───── Input for this task

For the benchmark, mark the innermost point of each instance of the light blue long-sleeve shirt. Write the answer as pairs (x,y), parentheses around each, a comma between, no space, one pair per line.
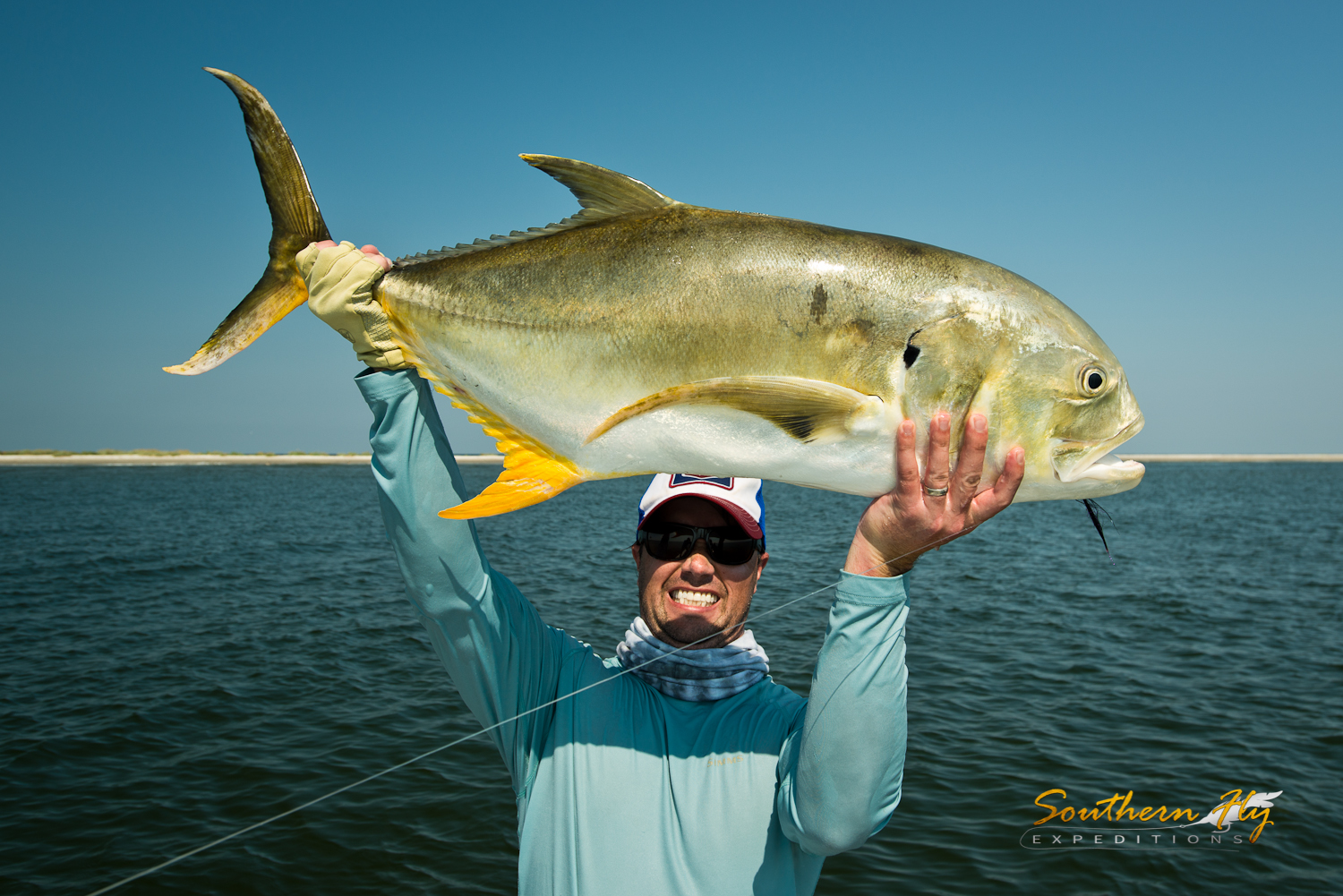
(622,789)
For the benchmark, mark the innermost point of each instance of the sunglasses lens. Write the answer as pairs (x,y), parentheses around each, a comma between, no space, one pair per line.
(669,544)
(731,551)
(676,543)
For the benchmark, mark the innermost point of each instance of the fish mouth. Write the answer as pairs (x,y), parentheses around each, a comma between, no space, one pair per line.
(1074,460)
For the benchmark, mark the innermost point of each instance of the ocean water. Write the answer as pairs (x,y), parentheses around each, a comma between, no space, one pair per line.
(187,651)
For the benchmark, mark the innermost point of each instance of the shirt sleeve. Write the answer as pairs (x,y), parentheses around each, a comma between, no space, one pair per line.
(500,654)
(840,772)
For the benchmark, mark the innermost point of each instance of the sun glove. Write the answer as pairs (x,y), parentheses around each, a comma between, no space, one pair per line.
(340,292)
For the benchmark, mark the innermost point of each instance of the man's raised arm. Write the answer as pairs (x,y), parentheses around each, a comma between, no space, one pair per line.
(841,772)
(499,653)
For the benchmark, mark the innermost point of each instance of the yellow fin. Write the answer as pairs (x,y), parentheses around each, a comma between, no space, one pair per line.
(531,472)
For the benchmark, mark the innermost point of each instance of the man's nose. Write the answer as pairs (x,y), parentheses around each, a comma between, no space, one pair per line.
(698,563)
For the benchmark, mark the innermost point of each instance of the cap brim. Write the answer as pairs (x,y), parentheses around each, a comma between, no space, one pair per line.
(738,515)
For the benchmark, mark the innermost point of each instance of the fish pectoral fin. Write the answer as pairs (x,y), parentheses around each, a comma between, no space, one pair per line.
(526,479)
(601,191)
(808,410)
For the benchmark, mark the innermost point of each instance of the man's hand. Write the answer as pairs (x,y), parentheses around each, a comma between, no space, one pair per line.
(340,292)
(908,522)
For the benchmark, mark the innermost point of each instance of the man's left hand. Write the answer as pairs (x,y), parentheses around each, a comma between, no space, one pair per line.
(908,522)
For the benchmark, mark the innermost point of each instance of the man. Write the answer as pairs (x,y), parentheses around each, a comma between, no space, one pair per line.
(695,772)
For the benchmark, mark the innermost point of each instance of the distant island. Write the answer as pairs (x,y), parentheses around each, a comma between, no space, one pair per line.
(118,457)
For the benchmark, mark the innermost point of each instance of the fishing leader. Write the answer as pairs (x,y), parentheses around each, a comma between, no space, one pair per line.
(696,772)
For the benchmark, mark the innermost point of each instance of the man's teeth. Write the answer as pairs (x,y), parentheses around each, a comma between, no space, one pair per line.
(695,598)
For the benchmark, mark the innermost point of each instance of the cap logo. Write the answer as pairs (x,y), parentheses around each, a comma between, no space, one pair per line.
(682,479)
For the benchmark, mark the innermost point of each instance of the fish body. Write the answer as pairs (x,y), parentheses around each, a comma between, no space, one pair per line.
(646,335)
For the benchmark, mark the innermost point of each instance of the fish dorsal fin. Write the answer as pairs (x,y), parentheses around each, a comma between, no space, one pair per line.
(601,191)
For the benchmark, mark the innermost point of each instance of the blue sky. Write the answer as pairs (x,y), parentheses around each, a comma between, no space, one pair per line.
(1170,171)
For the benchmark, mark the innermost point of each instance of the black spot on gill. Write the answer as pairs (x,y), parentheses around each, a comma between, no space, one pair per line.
(1091,511)
(819,300)
(800,426)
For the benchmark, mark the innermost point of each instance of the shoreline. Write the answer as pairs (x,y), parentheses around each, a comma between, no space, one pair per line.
(316,460)
(211,460)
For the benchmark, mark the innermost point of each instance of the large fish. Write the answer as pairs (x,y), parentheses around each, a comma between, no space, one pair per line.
(645,335)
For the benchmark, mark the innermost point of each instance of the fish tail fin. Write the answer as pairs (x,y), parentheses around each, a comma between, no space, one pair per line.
(531,474)
(295,220)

──────────

> _Task goal_
Reproduce every entry above word for word, leaving out the picture.

> _Response below_
For the benchmark, mark the innermost point of each instance of the light blue long-sleeve shirt. Write the answer as pairs (x,y), parentheses around each, a comma between, no space, one pair per line.
(622,789)
For the benchmark, mark the innermost point of each instance of the sunglasses lens. Write the answer as pairs (x,y), parentheses around each, a comma between, no space, one pair per line.
(669,544)
(731,551)
(676,543)
For the benchmark, mark the innermost point of each instance of the fish mouth. Write the answer as pairs (x,y), parentheses around each, a comma between, no space, one pair per line.
(1074,460)
For the benchmark, mark the innermost point of each instance of the ocean water. Write the answer as pairs (x,y), parentheses around each, a comma between, no space, one pair per line.
(187,651)
For the benchmark, mark the innermost point of each instance of the shirt sleeve. Write the answer as pairs (x,y), parentheses around each, a comma between, no space, one pair per line.
(500,654)
(840,772)
For the benchmark, mark the innermost point of each instance of the sun glove. Write the answer as pairs (x,y), parentheses around each, a comma between, no space, one pair per line.
(340,292)
For the benchmark, mark the innermost point of each instance of the man's raised arm. Write the answer as pairs (x,y), parentheses around each, a comma between, no space, one pair per line.
(841,772)
(499,653)
For the benchmark, mark the innermost point of each instance of the yellow fin. Write the answer as pairs (x,y), parentheses around each, a comma between, no space, one pair per line.
(531,472)
For the benchmark, mark the innermost point of each instance of the man's nose. Write the answer as pairs (x,y), parentheses around each, a comma between, no space, one pair per line.
(698,563)
For the benchmark, mark the innermost point of each instance of the cap brim. Write the answer as pairs (x,y), parentheses around each, a comma between, no space, one pair per line.
(738,515)
For the benchmark, mark the innermost point of each instance of the fish pectoral fin. Write the answer as pairs (x,y), parentheses around each, a comma between, no space, one pair per line.
(526,479)
(601,191)
(808,410)
For the benchmark, mark the innermost point of each instance of the man's hand. Write the answer as pairs (x,y), parentheses around each, a comma between, no space, one pair per line.
(340,292)
(908,522)
For the benchmark, mark the innermost point of each instance of the man's left hand. Write the answer as pairs (x,y), parentheses around each, a comma between, no space, one pair per line.
(908,522)
For the benchmark, mark the innermost point of each instance of the man. Write the answer as pairs (x,y), parentheses around each, a comma between, no space, one pair per line.
(695,772)
For the benchmark, mark the innermost point of each instance of the distant island. Write the answer as pairs (x,y), parentheses around each, a comma between, no space, one pair per line.
(118,457)
For the benchmark, mark the innermost point of each instance of the fishing leader. Write the answer as pairs (x,y), parentheses around each, a comma between, no space, one pair per line.
(696,772)
For the benchmark, mark the innermost point of each instance of the man's teeth. Write the answer as pairs (x,y), parentheses around each, a comma between, no space, one pair per line.
(695,598)
For the benchmark, mark the innermost point of each instance of the cap logo. Write the answer as pairs (x,y), parentheses around each, a comma between, no space, one pair per line.
(682,479)
For the benchmark, mark the innermost point of each instance of the fish body. Write the answer as pairs (x,y), parentheses around each, a comma between, no space, one pair per line.
(646,335)
For the benchmark, mark the innermost point of each instance of the fish dorsal fin. Write the answer as pairs (x,y), parentheses around each, a comma between, no space, one pair per line.
(601,191)
For the benchmark, mark the innermost point of each instance of the blue sky. Write the answer as pairs (x,y), parentheses around each, a comma between, no space, one pair per line.
(1170,171)
For the benchmark, mark the innermost point of each instance of the black spot on gill. Write the answer as pairs (x,y), parentheses around each, a comma between, no space, one pair per line.
(1091,511)
(819,300)
(800,426)
For the benchmark, mark the innermost point of each instance of the shoreline. Write the answer as pairs (x,y), parentheses around each, a comma between, no space, one pair per line.
(316,460)
(211,460)
For the benchmark, mark the innermost point of each instance of the large fish. Write the answer as pairs (x,y), parentheses around each, a comma between, no space, one pair per line.
(645,335)
For the benchmark, mark the innermost point of each instance of the fish tail fin. Write the answer as pairs (x,y), parentheses around each, a comma between, no space, one pair per line.
(531,474)
(295,220)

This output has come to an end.